Search the listing below for the word "street" and copy each line where it appears.

%%

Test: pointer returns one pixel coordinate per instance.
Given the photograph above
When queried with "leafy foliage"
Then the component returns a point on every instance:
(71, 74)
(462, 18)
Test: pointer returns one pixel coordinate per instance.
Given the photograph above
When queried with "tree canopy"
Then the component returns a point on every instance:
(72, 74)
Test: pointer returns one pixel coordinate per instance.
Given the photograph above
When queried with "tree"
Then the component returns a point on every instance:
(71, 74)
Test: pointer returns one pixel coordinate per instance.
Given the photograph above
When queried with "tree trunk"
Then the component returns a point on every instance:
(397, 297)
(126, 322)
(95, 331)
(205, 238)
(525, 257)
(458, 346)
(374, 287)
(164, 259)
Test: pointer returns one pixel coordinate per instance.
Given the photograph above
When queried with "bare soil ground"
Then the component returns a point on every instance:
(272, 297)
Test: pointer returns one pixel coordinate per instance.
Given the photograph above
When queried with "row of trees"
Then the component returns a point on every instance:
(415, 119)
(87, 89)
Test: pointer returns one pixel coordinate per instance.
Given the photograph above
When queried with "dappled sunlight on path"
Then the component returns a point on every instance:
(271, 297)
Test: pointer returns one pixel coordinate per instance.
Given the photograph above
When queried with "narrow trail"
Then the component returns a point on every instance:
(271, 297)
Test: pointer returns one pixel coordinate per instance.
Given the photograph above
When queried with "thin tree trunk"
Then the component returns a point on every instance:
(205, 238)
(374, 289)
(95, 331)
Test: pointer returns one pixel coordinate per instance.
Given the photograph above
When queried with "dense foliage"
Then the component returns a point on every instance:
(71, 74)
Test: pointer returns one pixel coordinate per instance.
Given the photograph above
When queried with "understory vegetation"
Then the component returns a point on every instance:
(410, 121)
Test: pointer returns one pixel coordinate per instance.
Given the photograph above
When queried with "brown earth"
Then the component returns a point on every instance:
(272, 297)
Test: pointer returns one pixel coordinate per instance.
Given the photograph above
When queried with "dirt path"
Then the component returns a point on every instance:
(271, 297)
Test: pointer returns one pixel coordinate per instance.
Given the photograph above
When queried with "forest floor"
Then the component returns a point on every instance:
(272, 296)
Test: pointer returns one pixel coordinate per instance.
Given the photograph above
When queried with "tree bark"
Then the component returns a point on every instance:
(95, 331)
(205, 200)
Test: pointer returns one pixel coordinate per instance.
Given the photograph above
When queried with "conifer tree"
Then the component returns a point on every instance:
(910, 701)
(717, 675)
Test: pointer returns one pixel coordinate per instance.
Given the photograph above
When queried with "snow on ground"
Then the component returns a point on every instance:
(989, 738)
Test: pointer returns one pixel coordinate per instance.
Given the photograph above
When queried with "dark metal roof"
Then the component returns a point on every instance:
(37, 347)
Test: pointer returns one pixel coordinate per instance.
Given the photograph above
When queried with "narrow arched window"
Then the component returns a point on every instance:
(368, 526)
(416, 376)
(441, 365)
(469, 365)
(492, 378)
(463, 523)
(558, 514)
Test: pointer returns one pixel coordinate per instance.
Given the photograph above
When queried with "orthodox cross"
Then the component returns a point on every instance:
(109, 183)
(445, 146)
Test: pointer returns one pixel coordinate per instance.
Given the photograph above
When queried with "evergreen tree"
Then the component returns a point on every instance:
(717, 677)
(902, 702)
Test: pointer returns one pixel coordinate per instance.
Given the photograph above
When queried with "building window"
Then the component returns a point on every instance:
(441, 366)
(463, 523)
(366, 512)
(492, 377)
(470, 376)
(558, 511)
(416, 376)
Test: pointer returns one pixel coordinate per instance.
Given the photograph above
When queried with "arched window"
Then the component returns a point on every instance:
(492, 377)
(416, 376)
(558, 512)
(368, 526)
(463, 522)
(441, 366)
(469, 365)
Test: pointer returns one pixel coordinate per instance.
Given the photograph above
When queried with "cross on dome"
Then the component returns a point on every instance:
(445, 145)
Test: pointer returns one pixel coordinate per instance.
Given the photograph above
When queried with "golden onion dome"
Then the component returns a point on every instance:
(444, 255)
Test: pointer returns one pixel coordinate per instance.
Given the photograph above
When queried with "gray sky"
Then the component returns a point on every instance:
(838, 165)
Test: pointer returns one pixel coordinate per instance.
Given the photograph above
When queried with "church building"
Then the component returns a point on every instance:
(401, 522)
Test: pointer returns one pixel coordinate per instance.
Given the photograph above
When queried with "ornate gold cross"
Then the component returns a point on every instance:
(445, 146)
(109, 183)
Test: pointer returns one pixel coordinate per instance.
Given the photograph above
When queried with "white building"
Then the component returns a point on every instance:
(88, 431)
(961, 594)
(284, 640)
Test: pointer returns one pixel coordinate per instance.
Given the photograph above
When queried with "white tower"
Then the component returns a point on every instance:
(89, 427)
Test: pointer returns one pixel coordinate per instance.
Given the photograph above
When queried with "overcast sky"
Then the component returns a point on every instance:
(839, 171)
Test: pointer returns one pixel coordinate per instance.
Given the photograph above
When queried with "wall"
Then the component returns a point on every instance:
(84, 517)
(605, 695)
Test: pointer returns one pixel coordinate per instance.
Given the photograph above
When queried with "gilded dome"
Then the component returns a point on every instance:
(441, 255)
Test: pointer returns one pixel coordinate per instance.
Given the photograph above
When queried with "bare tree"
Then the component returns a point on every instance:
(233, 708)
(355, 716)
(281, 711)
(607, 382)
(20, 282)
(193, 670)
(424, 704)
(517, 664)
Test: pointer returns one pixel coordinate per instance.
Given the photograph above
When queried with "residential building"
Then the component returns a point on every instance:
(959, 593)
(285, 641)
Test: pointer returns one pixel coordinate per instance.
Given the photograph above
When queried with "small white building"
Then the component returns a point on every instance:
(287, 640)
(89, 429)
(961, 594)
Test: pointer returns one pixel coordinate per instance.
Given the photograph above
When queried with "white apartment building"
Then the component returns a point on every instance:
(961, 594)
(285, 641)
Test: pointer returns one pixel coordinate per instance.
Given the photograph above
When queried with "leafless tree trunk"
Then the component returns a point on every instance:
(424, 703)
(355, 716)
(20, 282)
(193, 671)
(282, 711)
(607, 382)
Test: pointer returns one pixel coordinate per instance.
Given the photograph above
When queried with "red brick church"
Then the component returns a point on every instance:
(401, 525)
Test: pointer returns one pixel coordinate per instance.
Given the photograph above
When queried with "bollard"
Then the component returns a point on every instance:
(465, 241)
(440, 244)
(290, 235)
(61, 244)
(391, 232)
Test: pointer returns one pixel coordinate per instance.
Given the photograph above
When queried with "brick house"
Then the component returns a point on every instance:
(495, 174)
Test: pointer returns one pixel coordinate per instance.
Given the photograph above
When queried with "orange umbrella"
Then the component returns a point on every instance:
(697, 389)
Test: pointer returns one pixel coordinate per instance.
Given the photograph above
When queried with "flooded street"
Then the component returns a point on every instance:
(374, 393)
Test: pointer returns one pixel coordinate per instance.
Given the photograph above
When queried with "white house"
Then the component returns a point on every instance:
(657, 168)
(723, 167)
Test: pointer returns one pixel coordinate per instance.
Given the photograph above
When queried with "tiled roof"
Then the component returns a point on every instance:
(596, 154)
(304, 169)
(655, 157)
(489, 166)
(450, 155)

%%
%%

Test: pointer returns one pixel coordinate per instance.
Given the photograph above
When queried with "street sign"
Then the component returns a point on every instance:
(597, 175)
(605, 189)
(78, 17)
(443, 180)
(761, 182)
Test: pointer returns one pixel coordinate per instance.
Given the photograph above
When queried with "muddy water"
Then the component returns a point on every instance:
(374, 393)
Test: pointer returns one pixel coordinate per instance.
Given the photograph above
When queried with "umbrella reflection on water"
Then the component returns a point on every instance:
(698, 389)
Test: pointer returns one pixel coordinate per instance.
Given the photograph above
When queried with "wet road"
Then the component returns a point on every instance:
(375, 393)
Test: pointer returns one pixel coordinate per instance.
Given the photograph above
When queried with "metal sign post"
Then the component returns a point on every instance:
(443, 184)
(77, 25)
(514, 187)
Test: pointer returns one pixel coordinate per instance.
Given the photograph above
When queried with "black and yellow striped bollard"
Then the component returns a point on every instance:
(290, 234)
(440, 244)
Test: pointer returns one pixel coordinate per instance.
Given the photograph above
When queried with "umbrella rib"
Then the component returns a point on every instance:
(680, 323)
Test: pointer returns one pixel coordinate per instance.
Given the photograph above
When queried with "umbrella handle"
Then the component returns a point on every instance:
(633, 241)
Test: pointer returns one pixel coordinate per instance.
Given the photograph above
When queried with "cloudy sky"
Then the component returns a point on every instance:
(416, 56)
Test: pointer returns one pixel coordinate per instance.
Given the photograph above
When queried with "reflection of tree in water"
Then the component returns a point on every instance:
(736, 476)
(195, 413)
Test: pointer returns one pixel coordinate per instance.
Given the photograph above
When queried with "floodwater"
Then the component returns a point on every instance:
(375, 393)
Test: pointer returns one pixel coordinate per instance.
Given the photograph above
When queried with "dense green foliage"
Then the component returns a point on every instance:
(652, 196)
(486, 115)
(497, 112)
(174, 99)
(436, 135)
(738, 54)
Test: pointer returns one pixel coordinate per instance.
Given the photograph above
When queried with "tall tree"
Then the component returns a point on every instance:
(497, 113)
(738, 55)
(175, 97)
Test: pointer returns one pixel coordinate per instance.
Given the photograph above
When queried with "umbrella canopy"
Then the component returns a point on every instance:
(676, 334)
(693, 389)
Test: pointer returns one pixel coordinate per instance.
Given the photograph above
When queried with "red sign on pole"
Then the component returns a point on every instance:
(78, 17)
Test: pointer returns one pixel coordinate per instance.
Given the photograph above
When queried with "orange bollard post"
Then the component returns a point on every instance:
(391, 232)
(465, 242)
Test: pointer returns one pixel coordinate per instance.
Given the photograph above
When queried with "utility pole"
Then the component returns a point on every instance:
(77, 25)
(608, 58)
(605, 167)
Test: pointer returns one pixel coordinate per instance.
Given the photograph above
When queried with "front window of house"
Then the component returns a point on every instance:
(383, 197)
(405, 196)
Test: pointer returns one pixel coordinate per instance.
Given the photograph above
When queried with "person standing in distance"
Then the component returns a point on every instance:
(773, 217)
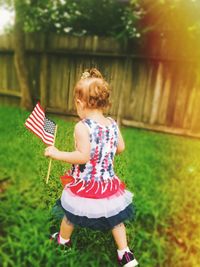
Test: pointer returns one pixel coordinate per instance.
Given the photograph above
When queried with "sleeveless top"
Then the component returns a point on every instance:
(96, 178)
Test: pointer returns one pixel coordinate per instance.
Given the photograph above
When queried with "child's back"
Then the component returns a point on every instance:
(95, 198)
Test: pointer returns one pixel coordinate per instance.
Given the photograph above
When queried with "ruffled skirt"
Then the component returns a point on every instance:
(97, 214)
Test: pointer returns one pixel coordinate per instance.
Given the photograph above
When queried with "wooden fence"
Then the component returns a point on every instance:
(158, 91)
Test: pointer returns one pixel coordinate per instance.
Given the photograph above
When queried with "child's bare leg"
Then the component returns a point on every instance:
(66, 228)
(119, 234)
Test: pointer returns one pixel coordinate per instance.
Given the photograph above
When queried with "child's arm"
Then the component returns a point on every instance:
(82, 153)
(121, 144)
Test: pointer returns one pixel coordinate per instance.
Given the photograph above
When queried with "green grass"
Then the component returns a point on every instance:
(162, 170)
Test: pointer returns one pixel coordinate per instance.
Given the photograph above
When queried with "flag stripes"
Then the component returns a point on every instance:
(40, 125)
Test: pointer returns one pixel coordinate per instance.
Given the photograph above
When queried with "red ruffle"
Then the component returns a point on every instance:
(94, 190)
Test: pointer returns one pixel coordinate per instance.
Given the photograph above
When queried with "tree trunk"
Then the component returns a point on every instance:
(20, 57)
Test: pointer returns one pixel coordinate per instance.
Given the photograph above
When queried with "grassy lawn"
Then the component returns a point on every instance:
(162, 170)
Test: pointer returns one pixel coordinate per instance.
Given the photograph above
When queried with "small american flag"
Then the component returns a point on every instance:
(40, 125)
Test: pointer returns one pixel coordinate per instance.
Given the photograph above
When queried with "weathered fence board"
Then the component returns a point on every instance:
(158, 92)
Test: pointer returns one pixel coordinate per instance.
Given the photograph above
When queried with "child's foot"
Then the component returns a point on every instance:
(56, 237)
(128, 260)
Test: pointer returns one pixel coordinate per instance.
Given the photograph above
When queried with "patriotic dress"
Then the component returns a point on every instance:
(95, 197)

%%

◆ Answer box ◆
When queried with "flooded street"
When queried with "street sign"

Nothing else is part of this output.